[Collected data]
=== Begin Enclosure ===

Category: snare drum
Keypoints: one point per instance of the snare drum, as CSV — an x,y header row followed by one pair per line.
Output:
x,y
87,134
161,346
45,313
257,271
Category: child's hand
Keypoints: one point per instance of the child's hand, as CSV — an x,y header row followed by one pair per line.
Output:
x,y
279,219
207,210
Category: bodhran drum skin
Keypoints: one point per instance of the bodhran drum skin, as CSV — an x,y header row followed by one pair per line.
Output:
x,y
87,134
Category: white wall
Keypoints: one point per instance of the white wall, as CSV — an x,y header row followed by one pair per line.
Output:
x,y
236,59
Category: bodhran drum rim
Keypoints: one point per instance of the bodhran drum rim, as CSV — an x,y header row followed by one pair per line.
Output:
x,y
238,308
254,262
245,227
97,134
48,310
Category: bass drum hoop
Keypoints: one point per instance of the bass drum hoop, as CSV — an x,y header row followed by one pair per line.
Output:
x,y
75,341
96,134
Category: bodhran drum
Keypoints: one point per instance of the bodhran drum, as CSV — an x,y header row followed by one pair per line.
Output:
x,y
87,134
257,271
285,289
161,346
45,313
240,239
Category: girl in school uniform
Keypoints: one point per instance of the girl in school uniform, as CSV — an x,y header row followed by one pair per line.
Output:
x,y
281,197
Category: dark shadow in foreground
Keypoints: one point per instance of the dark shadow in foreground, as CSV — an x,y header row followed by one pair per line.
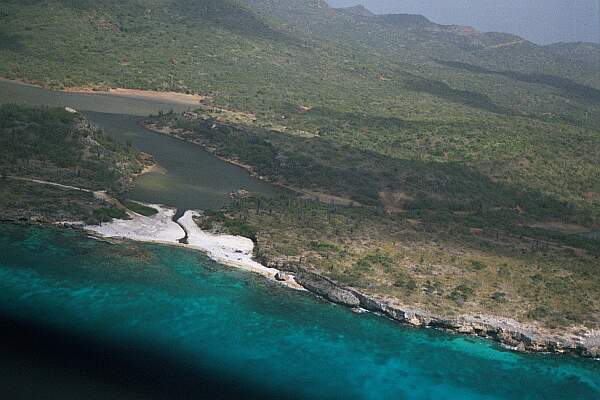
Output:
x,y
36,363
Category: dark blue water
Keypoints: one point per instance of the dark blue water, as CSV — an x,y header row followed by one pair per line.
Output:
x,y
238,325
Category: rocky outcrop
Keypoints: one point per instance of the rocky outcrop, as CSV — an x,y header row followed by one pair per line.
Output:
x,y
327,289
510,333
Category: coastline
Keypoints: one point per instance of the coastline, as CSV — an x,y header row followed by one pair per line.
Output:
x,y
321,197
237,252
161,228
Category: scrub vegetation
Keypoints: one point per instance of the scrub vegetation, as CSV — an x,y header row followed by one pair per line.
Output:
x,y
470,159
53,145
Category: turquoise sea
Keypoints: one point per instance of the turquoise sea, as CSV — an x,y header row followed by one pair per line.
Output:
x,y
253,334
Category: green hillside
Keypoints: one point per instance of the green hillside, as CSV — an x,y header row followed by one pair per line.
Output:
x,y
62,148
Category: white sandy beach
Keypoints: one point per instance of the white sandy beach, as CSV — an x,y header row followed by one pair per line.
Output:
x,y
233,251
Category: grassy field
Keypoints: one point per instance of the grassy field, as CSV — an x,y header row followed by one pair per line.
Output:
x,y
449,269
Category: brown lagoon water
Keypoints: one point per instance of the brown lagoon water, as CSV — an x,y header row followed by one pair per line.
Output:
x,y
190,177
81,318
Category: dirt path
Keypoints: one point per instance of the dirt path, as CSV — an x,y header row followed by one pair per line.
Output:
x,y
99,194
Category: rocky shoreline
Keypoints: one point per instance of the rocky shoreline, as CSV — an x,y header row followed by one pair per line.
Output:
x,y
512,334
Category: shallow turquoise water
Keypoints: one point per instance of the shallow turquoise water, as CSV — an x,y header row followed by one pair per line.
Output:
x,y
237,324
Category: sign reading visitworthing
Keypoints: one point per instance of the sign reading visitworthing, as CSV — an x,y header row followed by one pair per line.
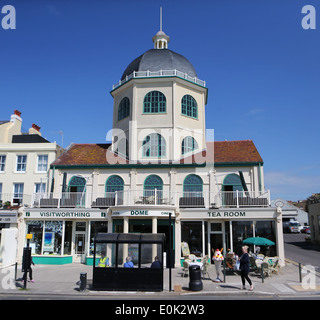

=== End Enclosure ===

*Exercise:* No pictures belong in the copy; output every record exactly.

*Answer box:*
Category: snare drum
Keypoints: one point per instance of the snare drum, as CSV — an x,y header row followed by one pair per line.
Output:
x,y
87,134
161,346
45,313
257,271
Category: child's hand
Keypoints: one point per instance of the child's hand, as CSV — an x,y header row followed by one pair per line.
Output:
x,y
279,219
207,210
Category: bodhran drum skin
Keypoints: one point per instance of the bodhran drum skin, as CSV — an x,y header row followed by one pair per line.
Output:
x,y
87,134
Category: white wall
Keypoints: one point per instance of the white wall, as CSV — an x,y header row followed by one pair per line.
Output:
x,y
236,59
Category: bodhran drum rim
Keypoints: one point per instance of the bodhran drum rim, as CSV — an x,y header row followed by one pair per line.
Output:
x,y
238,308
254,262
245,227
97,134
48,310
Category: bass drum hoop
Keypoints: one point per instance of the bass drum hoop, as CSV — an x,y header row followed by one pair per line.
Output:
x,y
75,341
96,134
Category: bodhran drum
Keypoints: one point per instance of the bodhran drum, as CSV — an x,y header row followed by one pair per line.
Output:
x,y
87,134
257,271
285,289
161,346
45,313
240,239
Category: girl in school uniform
Keypoints: one point per instance of the girl in school uniform, as CSV — an x,y header row followed by one pair per line.
Output:
x,y
281,197
Category: dark shadow in foreground
Keypoints: one point per instance of the dark shadow in foreground, as CSV — an x,y header row followed by one pair per line.
Output:
x,y
36,363
Category: dark blue water
Keypoints: one point per instance of the dark blue water, as CSV — an x,y header row followed by one pair per line.
Output:
x,y
238,325
Category: rocky outcrop
Keypoints: one point per instance of the rocky outcrop, as CSV — an x,y header row followed by one pair per line.
Output:
x,y
327,289
510,333
Category: coastline
Keypoints: one point per instance of the coastline, as CSV — an x,y header row followed by one pair per line.
Output:
x,y
321,197
237,252
161,228
Category: scrub vegetation
Keypoints: one point per instance of the scrub vegetation, as CSV — an x,y header row followed by one pair per line.
Output:
x,y
470,159
53,145
Category: turquoise sea
Keypoints: one point per instance of the turquoise sea, as CSV — an x,y header row followed by one pair per line.
Output:
x,y
253,334
Category: green hillside
Keypoints: one point per instance of the green hillside, as CSV — an x,y header row followed by one pair per line.
Output:
x,y
62,148
Category: white sandy beach
Keypoints: one point per instance of the white sandy beach, as CSV — an x,y header row followed by one pair per line.
Output:
x,y
233,251
Category: grassy field
Keypoints: one point per instance of the grassy field, as CSV — an x,y header row followed by one pair per line.
Output:
x,y
449,269
Category: brown lagoon water
Keypoints: one point per instance of the brown lagoon water, as CSV — an x,y header row followed by one pair per line.
Output:
x,y
190,177
81,318
Category: dirt path
Keypoints: one point per instance of the dirt path, as CSV — an x,y header row followed by one pair per line.
Output:
x,y
99,194
Category: rocky shoreline
Keypoints: one point per instance of the rocky shoreline, as CSV — an x,y header row followed by one pair per line.
Output:
x,y
512,334
Category: shallow turquoise water
Keypoints: one point per instance of the shallow turquoise water, as CSV — an x,y header row followed by one pair per line.
Output:
x,y
237,324
Category: sign reading visitworthing
Keypoints: one point per instance of the sign reading visitworthing, as CSV — an x,y header row followed by one pair per line.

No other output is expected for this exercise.